§ WHAT YOU ARE ASKED TO DO:
Go through the data and copy every line in which "query" appears.
BEGIN PROVIDED MATERIAL
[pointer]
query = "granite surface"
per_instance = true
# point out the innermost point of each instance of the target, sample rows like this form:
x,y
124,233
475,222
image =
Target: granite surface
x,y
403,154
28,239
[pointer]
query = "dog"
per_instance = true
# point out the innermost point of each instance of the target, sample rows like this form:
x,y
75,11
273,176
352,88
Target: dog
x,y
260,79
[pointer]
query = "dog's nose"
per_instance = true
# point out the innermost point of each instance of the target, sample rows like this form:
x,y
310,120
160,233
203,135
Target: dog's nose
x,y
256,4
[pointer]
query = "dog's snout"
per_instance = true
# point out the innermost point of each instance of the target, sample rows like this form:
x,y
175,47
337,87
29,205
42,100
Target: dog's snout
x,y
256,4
END PROVIDED MATERIAL
BEGIN PROVIDED MATERIAL
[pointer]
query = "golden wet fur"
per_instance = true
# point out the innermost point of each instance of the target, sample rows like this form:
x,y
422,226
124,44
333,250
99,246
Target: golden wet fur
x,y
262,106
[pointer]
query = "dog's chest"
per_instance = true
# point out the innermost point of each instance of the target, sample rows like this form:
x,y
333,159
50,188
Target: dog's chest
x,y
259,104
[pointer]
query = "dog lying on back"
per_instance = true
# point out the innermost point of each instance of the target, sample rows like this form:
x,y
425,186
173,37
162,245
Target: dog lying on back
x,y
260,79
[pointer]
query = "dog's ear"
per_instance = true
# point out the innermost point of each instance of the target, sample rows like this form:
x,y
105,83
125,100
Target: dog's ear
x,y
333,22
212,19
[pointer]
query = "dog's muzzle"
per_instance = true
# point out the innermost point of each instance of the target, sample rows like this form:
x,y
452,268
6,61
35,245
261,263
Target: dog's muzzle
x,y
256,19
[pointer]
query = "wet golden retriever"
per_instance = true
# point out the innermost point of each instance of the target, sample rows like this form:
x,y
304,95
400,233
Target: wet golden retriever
END PROVIDED MATERIAL
§ ANSWER TO THIS PROBLEM:
query = "granite surface"
query = "dog"
query = "dog's nose"
query = "dog's snout"
query = "golden wet fur"
query = "dog's chest"
query = "dog lying on back"
query = "dog's ear"
query = "dog's muzzle"
query = "wet golden retriever"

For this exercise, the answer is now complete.